## WORK TO BE COMPLETED
In the entries below, can you list as a numbered list, with blank lines omitted, only the lines from the one containing "Confirm that each instance of the khaki" through the one containing "[[7, 132], [84, 122]]", both included?

╭─ RECORDS SHOWN

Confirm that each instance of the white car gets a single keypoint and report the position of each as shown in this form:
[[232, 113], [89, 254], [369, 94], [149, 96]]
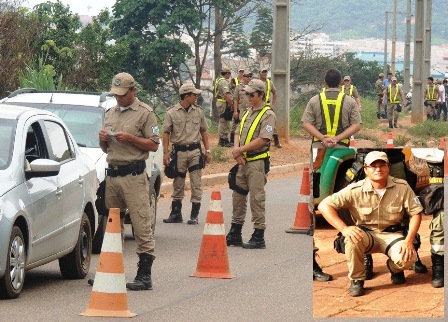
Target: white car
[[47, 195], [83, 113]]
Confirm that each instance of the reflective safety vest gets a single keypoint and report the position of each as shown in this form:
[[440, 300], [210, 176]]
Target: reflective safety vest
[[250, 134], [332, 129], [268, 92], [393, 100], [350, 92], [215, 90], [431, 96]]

╰─
╭─ RECORDS SHOWN

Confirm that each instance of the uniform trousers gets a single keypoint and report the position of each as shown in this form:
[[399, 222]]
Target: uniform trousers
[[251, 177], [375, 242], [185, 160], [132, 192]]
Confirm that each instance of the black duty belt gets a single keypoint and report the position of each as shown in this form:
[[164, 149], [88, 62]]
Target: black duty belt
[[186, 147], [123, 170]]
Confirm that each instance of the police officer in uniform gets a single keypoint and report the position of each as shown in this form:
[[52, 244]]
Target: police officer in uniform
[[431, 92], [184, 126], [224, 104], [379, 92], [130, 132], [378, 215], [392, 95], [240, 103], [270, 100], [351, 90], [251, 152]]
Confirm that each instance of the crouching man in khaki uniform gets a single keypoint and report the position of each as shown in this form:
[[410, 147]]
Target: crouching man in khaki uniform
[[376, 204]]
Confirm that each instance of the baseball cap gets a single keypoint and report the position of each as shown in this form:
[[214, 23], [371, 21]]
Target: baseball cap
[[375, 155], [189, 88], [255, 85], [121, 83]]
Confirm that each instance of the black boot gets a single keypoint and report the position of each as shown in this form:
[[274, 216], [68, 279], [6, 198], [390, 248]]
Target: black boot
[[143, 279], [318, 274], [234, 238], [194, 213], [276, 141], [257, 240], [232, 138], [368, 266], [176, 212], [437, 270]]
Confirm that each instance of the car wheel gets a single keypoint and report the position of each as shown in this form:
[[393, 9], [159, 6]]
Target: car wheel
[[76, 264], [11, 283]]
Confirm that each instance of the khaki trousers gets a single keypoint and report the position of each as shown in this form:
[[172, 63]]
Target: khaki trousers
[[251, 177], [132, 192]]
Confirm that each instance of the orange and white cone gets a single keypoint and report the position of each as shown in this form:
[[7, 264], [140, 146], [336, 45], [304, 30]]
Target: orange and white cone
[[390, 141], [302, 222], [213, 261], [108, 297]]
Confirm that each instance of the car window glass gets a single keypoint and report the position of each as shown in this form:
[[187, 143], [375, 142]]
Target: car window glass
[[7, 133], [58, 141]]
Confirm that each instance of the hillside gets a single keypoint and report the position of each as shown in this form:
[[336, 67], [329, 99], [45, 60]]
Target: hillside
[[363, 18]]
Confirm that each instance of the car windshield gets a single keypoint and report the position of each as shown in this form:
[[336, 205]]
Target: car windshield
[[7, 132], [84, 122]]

╰─
╭─ RECORDS SHOWN

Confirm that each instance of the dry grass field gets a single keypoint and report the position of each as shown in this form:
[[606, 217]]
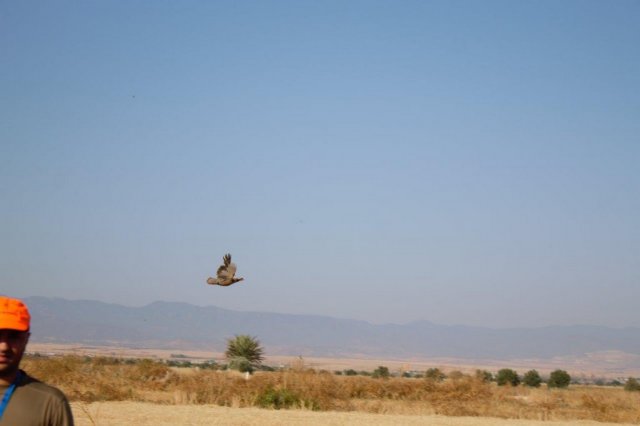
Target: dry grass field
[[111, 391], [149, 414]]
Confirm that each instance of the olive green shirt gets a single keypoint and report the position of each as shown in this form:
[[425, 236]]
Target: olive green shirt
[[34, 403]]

╰─

## EXERCISE RESULT
1. Confirm that each instance of the khaki trousers gets a single keypoint and report the position of each as shown in this form:
2. [[172, 63]]
3. Target: khaki trousers
4. [[251, 177], [132, 192]]
5. Confirm that each instance of the orange and white cone gets a single keypoint and report the position of each as shown in this form:
6. [[7, 264], [140, 146], [336, 45], [304, 30]]
7. Target: orange and white cone
8. [[390, 141], [302, 222], [213, 261], [108, 297]]
9. Confirm that each instance of the car window glass gets a single keypoint and report the position of each as shown in this form:
10. [[187, 143], [375, 142]]
11. Target: car window glass
12. [[7, 133], [58, 141]]
13. Confirm that each instance of the hillside gets a single keypoint and report the position of each as shown in this form:
14. [[336, 67], [329, 99], [45, 60]]
15. Target: hillside
16. [[363, 18]]
17. Confirm that each instance of the car windshield gets a single keypoint and report the position of each as shown in this form:
18. [[336, 205]]
19. Target: car windshield
20. [[7, 132], [84, 122]]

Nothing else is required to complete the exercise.